Given instruction: Lay out all the lines below as a Markdown table with two columns, Row for a running number and Text for the line itself. Skip the blank lines and leave the picture out.

══════════

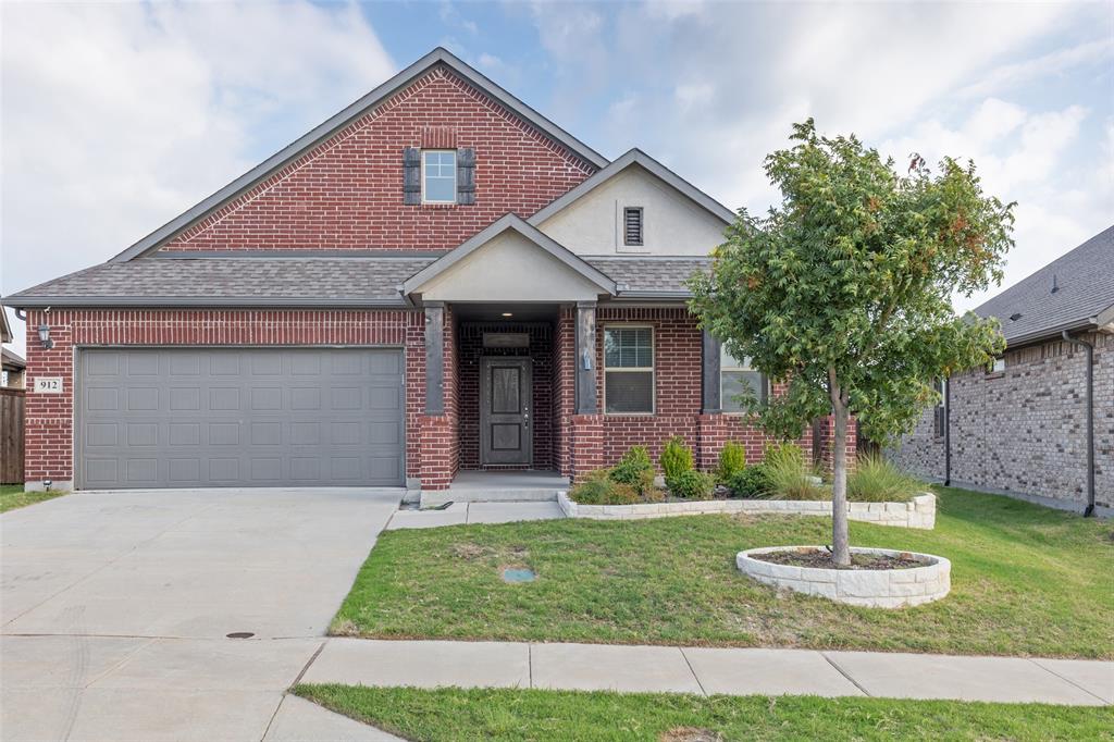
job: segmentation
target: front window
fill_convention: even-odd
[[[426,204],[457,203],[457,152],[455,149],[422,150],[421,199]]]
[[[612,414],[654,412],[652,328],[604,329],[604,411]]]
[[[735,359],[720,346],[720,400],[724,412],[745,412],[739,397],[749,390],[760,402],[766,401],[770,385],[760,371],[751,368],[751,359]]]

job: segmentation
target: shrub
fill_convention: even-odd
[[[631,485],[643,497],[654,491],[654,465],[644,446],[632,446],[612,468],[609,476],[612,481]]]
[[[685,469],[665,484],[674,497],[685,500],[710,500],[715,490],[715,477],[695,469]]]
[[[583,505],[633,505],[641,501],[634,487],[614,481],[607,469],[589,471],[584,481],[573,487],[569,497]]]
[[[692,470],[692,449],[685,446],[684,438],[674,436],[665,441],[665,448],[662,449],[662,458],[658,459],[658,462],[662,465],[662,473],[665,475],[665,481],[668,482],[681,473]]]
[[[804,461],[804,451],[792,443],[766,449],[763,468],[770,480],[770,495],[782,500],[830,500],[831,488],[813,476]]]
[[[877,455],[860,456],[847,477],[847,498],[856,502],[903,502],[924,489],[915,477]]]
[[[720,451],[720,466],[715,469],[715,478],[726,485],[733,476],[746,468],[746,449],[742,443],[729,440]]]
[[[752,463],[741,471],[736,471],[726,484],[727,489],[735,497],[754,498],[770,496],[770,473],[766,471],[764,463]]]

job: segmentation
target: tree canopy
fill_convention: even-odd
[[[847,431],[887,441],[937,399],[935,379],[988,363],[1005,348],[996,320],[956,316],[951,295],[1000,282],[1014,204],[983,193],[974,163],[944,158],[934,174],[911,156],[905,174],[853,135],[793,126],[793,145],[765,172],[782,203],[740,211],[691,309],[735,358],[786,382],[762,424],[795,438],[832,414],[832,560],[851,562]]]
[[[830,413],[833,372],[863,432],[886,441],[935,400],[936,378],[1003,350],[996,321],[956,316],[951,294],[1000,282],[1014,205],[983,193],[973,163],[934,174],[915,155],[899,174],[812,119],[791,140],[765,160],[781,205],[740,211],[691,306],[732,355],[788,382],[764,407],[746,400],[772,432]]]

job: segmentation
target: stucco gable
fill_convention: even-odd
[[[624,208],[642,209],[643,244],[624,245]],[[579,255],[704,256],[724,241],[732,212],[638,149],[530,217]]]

══════════

Task result:
| Row | Text |
|---|---|
| 1 | job: segmentation |
| 2 | target: front window |
| 3 | fill_convention: even-odd |
| 4 | [[[426,204],[457,203],[457,152],[455,149],[422,150],[421,199]]] |
| 5 | [[[612,414],[654,412],[652,328],[604,329],[604,411]]] |
| 6 | [[[735,359],[720,346],[720,400],[724,412],[745,412],[739,397],[749,390],[760,402],[766,401],[770,385],[760,371],[751,368],[751,359]]] |
| 7 | job: segmentation |
| 8 | target: shrub |
| 9 | fill_convention: even-odd |
| 10 | [[[631,485],[643,497],[654,491],[654,465],[644,446],[632,446],[612,468],[609,476],[612,481]]] |
| 11 | [[[685,469],[665,484],[674,497],[685,500],[710,500],[715,490],[715,477],[695,469]]] |
| 12 | [[[583,505],[633,505],[641,501],[634,487],[614,481],[607,469],[589,471],[584,481],[573,487],[569,497]]] |
| 13 | [[[692,470],[692,449],[685,446],[684,438],[674,436],[665,441],[665,448],[662,449],[662,458],[658,459],[658,462],[662,465],[662,473],[665,475],[665,481],[668,482],[681,473]]] |
| 14 | [[[804,461],[804,451],[792,443],[766,449],[763,468],[770,480],[770,495],[782,500],[830,500],[831,488],[813,476]]] |
| 15 | [[[877,455],[860,456],[847,477],[847,498],[856,502],[903,502],[924,489],[915,477]]] |
| 16 | [[[720,451],[720,466],[715,469],[715,478],[726,485],[733,476],[746,468],[746,449],[742,443],[729,440]]] |
| 17 | [[[752,463],[741,471],[736,471],[726,484],[727,489],[735,497],[754,498],[770,496],[770,473],[766,471],[764,463]]] |
| 18 | job: segmentation |
| 19 | target: tree canopy |
| 20 | fill_convention: even-odd |
| 21 | [[[847,431],[887,441],[937,399],[935,379],[988,363],[1005,348],[996,320],[956,316],[951,295],[1000,282],[1014,204],[983,193],[974,163],[944,158],[934,174],[911,156],[905,174],[853,135],[793,126],[793,145],[765,172],[782,203],[740,211],[691,309],[735,358],[786,382],[762,424],[795,438],[832,414],[832,560],[851,562]]] |
| 22 | [[[830,413],[833,372],[863,432],[886,441],[935,400],[936,378],[1003,350],[996,321],[956,316],[951,294],[1000,282],[1014,205],[983,193],[973,163],[934,174],[915,155],[899,174],[812,119],[791,140],[765,160],[781,205],[740,211],[691,306],[732,355],[788,382],[764,407],[746,400],[772,432]]] |
| 23 | job: segmentation |
| 24 | target: stucco gable |
| 25 | fill_convention: even-odd |
| 26 | [[[624,208],[642,209],[643,244],[624,245]],[[579,255],[704,256],[724,241],[732,212],[638,149],[530,217]]] |